=== Begin Enclosure ===

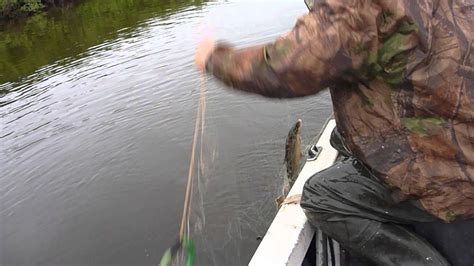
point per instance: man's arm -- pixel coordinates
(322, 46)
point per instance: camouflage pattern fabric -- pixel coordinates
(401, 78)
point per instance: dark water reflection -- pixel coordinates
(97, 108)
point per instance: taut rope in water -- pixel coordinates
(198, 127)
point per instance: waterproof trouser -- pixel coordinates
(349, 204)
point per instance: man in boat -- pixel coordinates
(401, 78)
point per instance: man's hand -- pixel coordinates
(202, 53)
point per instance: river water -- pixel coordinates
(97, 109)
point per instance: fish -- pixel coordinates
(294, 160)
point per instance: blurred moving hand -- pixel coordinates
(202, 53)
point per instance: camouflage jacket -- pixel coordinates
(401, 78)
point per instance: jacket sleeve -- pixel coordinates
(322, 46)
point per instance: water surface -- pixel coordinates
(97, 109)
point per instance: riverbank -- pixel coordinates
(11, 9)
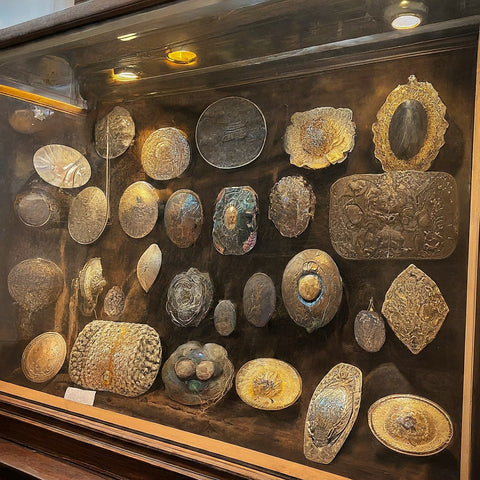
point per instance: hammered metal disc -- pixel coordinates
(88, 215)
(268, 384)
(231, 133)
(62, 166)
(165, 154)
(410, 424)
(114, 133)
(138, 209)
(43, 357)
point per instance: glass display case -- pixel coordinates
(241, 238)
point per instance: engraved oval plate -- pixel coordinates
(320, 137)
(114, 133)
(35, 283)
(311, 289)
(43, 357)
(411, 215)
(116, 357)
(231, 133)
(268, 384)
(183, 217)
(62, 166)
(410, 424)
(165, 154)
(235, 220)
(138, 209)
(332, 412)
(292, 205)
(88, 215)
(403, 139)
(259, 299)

=== End Enclosure ===
=== Begin Enclosure ===

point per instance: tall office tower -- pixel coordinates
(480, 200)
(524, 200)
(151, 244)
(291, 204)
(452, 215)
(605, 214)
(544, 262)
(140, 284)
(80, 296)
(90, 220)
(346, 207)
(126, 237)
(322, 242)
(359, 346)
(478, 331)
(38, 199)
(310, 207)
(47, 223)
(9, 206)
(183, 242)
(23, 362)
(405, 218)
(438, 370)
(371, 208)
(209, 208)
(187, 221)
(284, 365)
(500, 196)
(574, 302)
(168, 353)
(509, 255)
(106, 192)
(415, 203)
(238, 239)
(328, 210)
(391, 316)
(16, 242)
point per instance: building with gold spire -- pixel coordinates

=== End Enclosure ===

» **What is being asked**: When you reach the line containing "point per instance: tall" in the data above, start copying exactly, and stop after the line containing "point per instance: building".

» **Solution to the problem**:
point per instance: tall office tower -- pixel coordinates
(480, 200)
(524, 200)
(151, 244)
(291, 204)
(452, 215)
(605, 214)
(544, 262)
(140, 284)
(80, 296)
(90, 220)
(346, 207)
(126, 237)
(322, 242)
(359, 346)
(478, 331)
(38, 199)
(310, 207)
(47, 223)
(9, 206)
(183, 242)
(23, 362)
(405, 218)
(438, 370)
(371, 208)
(209, 208)
(187, 221)
(284, 365)
(500, 196)
(574, 302)
(168, 353)
(509, 255)
(106, 192)
(415, 203)
(238, 239)
(328, 210)
(391, 316)
(16, 242)
point per instance: building with gold spire -- pixel coordinates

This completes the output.